Extracted material Start Marker

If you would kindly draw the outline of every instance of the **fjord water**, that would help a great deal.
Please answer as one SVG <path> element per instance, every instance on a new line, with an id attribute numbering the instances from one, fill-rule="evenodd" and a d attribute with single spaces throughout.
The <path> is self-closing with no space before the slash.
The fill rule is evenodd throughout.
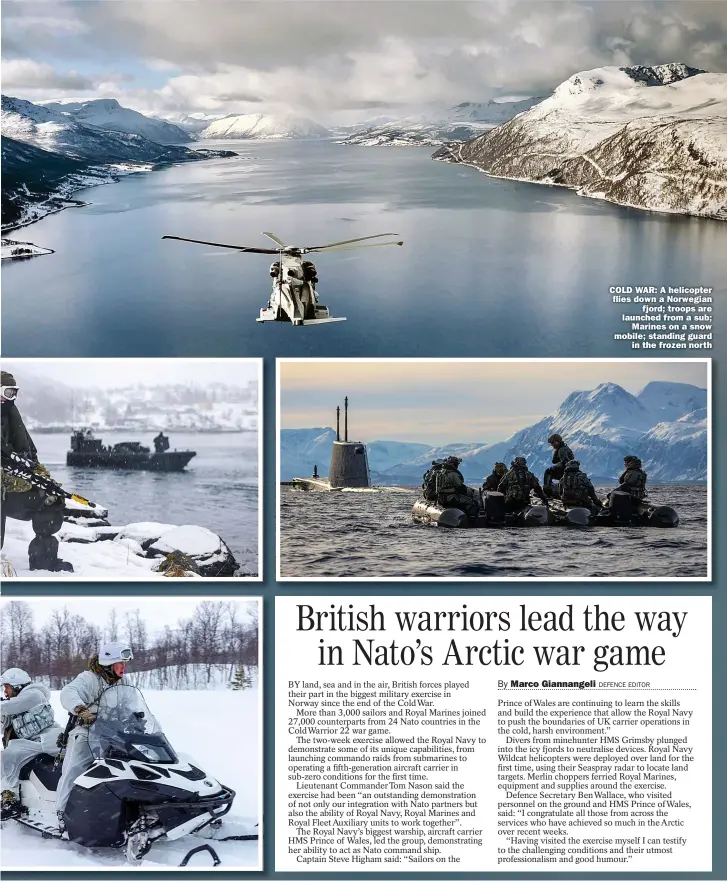
<path id="1" fill-rule="evenodd" d="M 156 434 L 156 433 L 153 433 Z M 104 444 L 141 441 L 152 433 L 106 432 Z M 33 436 L 40 461 L 66 490 L 107 508 L 113 526 L 155 521 L 193 524 L 221 536 L 240 564 L 238 576 L 258 573 L 257 433 L 171 433 L 172 450 L 195 450 L 183 472 L 69 468 L 67 433 Z"/>
<path id="2" fill-rule="evenodd" d="M 14 234 L 56 253 L 3 263 L 6 356 L 628 356 L 610 286 L 725 290 L 718 221 L 495 180 L 431 148 L 203 146 L 238 156 L 80 191 L 91 205 Z M 348 321 L 293 328 L 255 322 L 274 258 L 161 239 L 265 247 L 262 230 L 405 244 L 315 256 L 321 301 Z"/>
<path id="3" fill-rule="evenodd" d="M 597 487 L 601 498 L 607 489 Z M 707 576 L 707 487 L 663 484 L 676 529 L 519 527 L 453 530 L 412 523 L 412 488 L 343 493 L 280 490 L 283 578 L 602 578 Z M 311 538 L 311 524 L 315 537 Z"/>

Extracted material End Marker

What needs to be done
Count the lines of the material holding "instance". Report the number alone.

Response to the exercise
2